» Request A: From the listing further down, pull out every line that contains the word "headlight" and copy each one as it appears.

» Extract to read:
* BEGIN *

Bots and Third-Party Playlists
Chris Nardone (CN) and Dustin Boyer (DB) both started their careers as artist managers and after years of overseeing different marketing efforts, the two joined forces and now handle a variety of digital marketing tasks as a company called Venture Music. We sat down with them to discuss issues pertaining to Spotify promotion, third party playlists and the perils of using streaming bots.
MC:
Tell me about Venture Music and what you guys do.
CN:
So Venture is an idea that I started almost 10 years ago now that really kind of culminated from realizing how much label infrastructure had changed. As a young person being excited about the music industry, I just saw an opportunity to be different and take a different approach and that excited me. Dustin and I started as managers. We started on our own separate paths in all of this but after a decade’s worth of doing management we both came to the same conclusion, which was that being a manager is tough. The job just became so convoluted in terms of what the expectations were and what we should be spending our time doing and so like a lot of managers, we started pivoting and created other ways to make money and take advantage of our skill sets.
I won’t speak for you Dustin, but the marketing part of music is my favorite part of the job. (As Managers) we didn’t get to take that part of the job and get really good at it and focus on it specifically. We now spread our reach to almost 50 different projects and to us it’s this whole space that’s been created out of what’s changed with the label infrastructure. There are now ways for you to actively take an approach in building your career so fast forward, Dustin and I have been friends for a long time and just have always bonded over being a manager. Our paths crossed again last year and we had definitely become a full fledged digital marketing company focused on the music industry but we were still just kind of figuring out what that meant.

* END *

» Request B: Retype the passage from the interview above, starting at "Bots and Third-Party" and ending at "you guys do.".

» Data in this exercise:
* BEGIN *

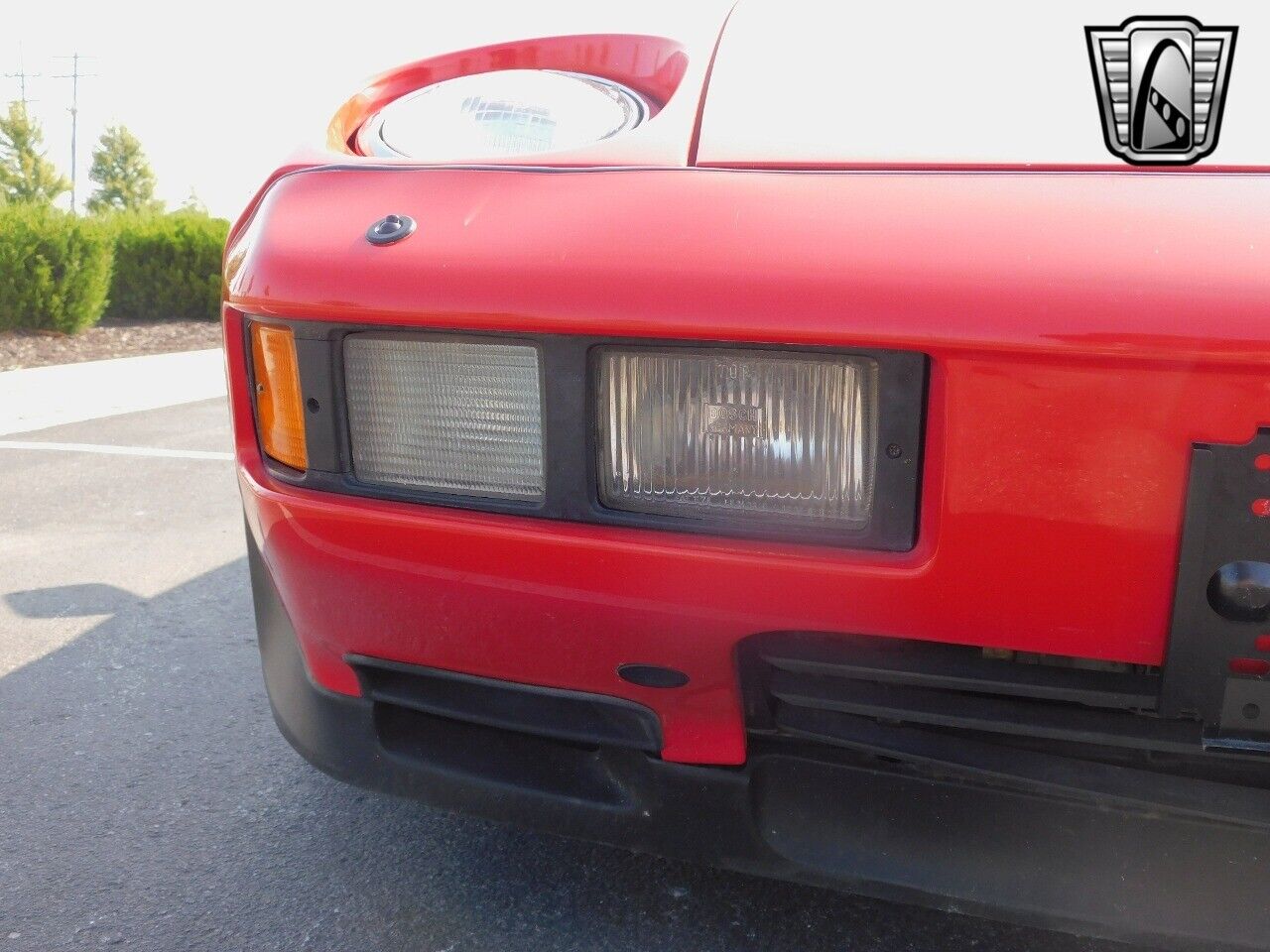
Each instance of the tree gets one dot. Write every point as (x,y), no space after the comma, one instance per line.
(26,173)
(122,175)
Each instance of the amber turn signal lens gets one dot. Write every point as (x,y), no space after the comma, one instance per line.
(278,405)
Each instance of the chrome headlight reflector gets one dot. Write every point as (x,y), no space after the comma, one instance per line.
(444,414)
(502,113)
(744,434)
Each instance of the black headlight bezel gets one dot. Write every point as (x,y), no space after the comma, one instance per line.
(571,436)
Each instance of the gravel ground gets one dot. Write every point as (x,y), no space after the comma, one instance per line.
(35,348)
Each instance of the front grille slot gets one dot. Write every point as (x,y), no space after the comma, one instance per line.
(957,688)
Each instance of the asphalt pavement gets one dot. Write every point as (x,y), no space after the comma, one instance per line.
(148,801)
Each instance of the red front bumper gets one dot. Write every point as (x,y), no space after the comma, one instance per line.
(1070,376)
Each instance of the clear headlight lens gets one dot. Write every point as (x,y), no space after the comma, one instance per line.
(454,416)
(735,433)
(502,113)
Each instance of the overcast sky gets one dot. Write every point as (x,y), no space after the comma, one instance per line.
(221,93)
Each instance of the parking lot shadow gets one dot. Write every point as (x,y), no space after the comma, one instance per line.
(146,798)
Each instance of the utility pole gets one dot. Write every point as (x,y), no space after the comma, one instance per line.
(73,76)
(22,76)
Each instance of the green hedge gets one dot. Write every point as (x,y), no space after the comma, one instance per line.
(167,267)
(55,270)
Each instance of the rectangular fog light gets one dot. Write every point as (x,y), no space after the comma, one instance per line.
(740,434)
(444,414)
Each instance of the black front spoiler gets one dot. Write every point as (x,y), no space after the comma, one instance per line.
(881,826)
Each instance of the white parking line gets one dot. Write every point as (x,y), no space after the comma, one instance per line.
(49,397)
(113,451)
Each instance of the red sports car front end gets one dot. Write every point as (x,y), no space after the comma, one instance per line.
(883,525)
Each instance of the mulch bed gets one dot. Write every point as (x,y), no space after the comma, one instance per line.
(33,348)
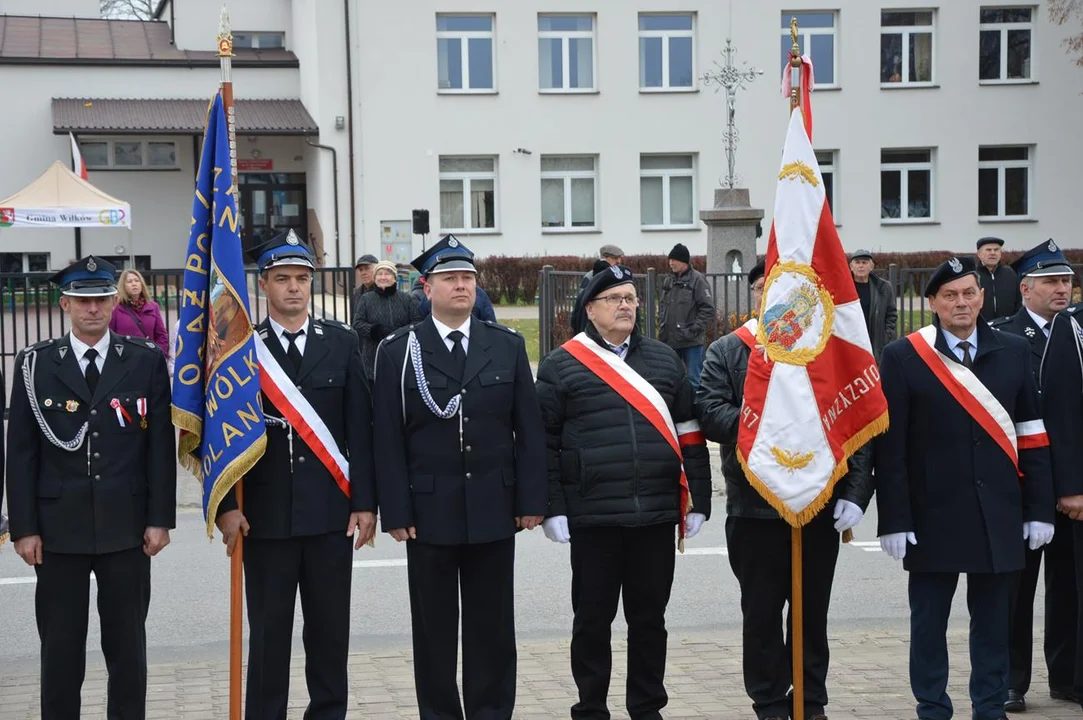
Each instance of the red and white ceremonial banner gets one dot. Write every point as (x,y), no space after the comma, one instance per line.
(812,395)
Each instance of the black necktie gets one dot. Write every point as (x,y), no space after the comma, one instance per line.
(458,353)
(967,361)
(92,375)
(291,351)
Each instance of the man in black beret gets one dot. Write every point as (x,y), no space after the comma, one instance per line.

* END *
* BEGIN *

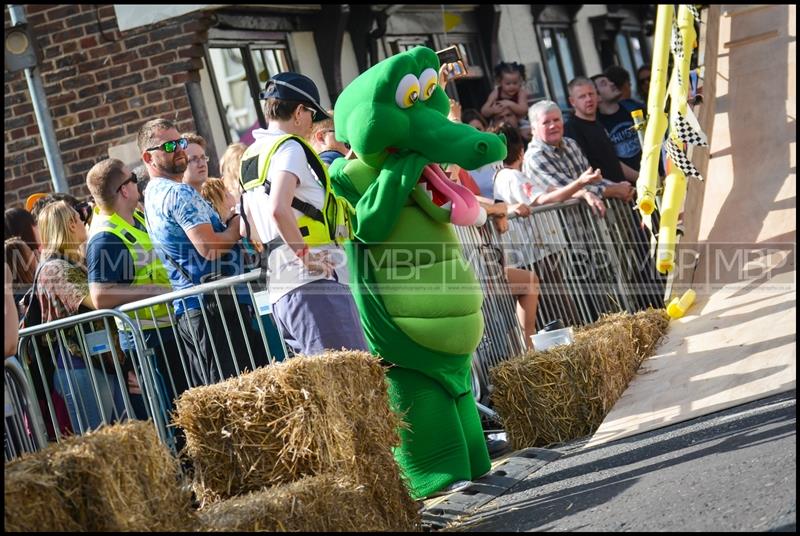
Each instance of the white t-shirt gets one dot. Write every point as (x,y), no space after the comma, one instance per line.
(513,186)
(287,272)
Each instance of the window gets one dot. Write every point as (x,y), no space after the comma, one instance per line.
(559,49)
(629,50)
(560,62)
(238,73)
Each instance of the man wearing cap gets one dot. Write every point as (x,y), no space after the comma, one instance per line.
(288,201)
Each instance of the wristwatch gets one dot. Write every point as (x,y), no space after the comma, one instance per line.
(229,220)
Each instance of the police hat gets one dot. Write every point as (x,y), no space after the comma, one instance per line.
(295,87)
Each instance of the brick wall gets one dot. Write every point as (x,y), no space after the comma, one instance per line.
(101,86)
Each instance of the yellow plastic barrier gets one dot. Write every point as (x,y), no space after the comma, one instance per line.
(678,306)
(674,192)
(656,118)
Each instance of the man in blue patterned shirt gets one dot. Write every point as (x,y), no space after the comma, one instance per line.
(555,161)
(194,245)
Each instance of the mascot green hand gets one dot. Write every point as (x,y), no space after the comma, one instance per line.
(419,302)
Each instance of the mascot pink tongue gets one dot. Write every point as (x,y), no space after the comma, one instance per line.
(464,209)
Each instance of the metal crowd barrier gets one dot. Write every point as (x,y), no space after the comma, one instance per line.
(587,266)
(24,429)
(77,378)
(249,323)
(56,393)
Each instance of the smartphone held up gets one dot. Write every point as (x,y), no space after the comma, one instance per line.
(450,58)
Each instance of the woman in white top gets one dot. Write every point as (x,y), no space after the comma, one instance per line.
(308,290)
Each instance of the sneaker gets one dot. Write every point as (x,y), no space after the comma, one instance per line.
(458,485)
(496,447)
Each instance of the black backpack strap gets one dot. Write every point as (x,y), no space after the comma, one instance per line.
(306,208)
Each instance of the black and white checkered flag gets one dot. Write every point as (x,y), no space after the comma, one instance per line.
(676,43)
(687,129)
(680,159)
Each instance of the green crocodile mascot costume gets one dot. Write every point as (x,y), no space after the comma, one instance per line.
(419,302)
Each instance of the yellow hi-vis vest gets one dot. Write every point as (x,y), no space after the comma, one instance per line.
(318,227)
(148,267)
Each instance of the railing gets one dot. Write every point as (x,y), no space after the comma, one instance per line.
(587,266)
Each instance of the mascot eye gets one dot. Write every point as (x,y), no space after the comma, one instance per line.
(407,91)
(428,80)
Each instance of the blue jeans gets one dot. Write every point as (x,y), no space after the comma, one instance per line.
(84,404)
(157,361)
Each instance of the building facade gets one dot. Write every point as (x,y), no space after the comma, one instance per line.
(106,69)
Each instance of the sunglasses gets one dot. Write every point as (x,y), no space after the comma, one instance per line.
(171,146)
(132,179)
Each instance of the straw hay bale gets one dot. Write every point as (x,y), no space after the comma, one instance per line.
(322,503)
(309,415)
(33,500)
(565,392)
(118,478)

* END *
* BEGIN *

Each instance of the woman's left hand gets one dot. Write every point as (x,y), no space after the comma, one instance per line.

* END *

» Complete response A:
Each instance of the chrome headlight reflector gets one dot. Write every point as (x,y), no space after the comma, one instance per line.
Each instance of the black headlight bezel gets one dot. Write every point as (x,y), no space after the comma, one instance per line.
Each instance of the clear headlight lens gets one dot. Write every point as (x,y), no space after the comma, one instance per line.

» Complete response B:
Bots and Third-Party Playlists
Chris Nardone (CN) and Dustin Boyer (DB) both started their careers as artist managers and after years of overseeing different marketing efforts, the two joined forces and now handle a variety of digital marketing tasks as a company called Venture Music. We sat down with them to discuss issues pertaining to Spotify promotion, third party playlists and the perils of using streaming bots.
MC:
Tell me about Venture Music and what you guys do.